— begin —

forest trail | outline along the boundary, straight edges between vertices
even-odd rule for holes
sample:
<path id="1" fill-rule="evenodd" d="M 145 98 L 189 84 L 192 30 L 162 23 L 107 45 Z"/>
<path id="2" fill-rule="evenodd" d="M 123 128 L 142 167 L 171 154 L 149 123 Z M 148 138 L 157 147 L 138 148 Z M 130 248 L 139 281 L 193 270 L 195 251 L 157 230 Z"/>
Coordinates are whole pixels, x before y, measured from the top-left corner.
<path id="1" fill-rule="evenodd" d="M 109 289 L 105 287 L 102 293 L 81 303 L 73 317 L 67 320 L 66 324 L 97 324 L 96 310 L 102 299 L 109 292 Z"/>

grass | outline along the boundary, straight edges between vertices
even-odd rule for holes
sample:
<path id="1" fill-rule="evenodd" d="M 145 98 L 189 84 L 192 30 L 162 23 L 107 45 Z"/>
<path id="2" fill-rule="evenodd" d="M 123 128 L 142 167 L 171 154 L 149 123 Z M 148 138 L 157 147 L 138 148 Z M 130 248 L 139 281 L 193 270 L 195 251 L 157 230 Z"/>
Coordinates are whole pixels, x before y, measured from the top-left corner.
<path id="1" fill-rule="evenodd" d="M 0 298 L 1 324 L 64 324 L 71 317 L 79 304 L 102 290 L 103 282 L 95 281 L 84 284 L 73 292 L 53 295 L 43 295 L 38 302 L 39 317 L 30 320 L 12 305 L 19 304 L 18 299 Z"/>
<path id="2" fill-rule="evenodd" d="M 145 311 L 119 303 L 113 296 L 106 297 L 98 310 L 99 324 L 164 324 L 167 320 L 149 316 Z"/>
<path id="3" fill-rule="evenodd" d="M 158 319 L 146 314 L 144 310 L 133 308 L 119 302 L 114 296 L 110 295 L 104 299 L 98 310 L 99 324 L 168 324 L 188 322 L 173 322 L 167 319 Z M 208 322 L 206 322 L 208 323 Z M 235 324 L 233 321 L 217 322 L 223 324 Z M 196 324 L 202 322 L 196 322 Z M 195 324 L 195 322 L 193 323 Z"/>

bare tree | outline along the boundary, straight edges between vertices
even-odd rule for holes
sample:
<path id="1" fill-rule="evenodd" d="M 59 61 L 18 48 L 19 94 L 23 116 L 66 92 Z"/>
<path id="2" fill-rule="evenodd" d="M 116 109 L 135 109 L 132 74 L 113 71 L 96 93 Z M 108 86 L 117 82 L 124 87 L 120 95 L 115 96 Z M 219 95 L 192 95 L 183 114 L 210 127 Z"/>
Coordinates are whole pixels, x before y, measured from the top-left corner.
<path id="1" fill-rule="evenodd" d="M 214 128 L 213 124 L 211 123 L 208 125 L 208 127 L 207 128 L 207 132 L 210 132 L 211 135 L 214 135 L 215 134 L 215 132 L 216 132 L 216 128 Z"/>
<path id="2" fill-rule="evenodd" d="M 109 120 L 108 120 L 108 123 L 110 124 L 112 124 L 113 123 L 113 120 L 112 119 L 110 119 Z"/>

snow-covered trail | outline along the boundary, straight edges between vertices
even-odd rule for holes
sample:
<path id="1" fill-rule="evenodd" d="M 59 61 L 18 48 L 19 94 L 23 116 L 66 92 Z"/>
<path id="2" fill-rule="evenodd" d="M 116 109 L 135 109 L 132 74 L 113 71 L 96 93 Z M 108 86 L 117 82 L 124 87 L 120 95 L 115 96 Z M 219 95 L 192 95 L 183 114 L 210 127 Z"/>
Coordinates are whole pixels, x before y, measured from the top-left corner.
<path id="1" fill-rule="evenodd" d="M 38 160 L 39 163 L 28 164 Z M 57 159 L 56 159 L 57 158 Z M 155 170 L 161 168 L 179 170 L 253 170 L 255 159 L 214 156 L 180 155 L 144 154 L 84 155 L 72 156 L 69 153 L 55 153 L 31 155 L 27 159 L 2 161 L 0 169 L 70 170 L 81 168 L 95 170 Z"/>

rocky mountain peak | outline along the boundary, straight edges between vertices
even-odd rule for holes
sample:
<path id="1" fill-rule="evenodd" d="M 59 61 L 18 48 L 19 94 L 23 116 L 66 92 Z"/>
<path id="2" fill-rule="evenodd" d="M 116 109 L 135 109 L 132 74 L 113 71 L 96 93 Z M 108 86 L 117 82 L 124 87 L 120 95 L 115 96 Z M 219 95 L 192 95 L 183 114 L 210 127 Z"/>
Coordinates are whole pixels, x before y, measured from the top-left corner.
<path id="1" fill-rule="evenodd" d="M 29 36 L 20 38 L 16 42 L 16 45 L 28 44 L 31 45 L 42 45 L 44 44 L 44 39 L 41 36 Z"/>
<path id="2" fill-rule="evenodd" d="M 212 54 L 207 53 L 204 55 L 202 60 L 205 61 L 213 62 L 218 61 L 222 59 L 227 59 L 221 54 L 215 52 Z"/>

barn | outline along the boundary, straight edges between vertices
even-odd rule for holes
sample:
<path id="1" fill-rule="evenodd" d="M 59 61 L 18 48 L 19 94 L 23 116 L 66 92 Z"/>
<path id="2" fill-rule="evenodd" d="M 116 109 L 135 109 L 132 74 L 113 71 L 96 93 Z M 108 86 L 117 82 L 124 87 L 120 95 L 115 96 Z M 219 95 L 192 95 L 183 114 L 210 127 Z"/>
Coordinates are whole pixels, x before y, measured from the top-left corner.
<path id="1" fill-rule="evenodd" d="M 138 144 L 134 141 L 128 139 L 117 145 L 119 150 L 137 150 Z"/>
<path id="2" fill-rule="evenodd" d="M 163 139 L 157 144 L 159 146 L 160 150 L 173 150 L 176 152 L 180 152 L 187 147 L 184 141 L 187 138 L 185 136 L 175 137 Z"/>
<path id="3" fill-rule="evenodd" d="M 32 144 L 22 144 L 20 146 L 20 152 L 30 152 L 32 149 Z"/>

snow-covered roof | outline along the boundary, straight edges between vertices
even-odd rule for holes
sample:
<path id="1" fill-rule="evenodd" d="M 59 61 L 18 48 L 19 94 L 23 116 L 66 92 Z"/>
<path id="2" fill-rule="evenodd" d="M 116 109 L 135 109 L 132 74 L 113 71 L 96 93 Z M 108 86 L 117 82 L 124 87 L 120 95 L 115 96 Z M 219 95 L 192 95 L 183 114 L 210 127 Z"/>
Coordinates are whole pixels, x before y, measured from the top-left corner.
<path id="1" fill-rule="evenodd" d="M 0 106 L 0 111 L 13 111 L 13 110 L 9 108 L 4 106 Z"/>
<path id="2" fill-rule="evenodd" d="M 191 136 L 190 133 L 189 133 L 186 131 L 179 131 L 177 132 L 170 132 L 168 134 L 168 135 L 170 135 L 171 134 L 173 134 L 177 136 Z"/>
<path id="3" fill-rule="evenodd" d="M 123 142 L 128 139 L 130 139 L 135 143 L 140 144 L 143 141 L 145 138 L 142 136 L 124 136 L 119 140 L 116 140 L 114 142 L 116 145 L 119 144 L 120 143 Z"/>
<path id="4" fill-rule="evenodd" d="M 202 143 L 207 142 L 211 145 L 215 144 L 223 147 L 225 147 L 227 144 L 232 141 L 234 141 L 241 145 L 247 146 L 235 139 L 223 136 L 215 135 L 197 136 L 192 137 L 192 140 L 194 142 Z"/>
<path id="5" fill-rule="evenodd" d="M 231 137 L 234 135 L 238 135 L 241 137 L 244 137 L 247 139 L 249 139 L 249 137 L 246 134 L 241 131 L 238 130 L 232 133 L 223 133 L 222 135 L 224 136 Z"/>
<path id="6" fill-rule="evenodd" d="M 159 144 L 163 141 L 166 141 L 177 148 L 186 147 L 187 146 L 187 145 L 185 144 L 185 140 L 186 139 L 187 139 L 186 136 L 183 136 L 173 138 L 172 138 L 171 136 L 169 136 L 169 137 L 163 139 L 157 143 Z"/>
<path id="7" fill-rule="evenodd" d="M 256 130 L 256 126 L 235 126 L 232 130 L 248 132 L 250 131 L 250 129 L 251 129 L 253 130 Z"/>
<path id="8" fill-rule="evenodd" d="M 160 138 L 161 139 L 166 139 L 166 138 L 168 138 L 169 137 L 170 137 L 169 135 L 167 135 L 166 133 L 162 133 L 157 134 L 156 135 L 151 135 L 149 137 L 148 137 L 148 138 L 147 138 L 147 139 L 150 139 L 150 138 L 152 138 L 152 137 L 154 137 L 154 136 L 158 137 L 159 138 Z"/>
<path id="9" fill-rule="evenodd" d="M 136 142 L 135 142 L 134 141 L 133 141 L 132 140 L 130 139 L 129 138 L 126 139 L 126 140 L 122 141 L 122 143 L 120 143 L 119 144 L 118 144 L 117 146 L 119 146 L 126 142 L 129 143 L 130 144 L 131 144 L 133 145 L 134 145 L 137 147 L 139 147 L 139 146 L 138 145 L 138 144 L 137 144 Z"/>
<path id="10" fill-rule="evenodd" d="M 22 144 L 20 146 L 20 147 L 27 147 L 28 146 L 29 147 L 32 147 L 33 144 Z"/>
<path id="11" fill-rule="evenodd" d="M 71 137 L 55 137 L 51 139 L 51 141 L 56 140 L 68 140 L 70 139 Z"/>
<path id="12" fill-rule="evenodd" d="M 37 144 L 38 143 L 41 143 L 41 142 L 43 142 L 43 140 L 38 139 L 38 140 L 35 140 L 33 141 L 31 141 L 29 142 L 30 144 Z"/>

— end —

— Work to do —
Please update everything from the start of the entries down to and including the line that contains "109 289 L 105", replacing "forest trail" with "hiking path" and keeping all else the same.

— Solved exercise —
hiking path | outline along the boundary, straight edges between vertices
even-odd rule for holes
sample:
<path id="1" fill-rule="evenodd" d="M 145 98 L 189 84 L 192 30 L 162 23 L 107 45 Z"/>
<path id="2" fill-rule="evenodd" d="M 123 128 L 142 167 L 171 154 L 149 123 Z M 148 138 L 157 147 L 138 148 Z M 130 248 L 139 281 L 193 270 L 195 251 L 157 230 Z"/>
Coordinates are whole pixels, x before y, measured from the top-left corner.
<path id="1" fill-rule="evenodd" d="M 109 289 L 105 287 L 102 293 L 81 303 L 73 317 L 67 320 L 66 324 L 97 324 L 96 310 L 102 299 L 109 292 Z"/>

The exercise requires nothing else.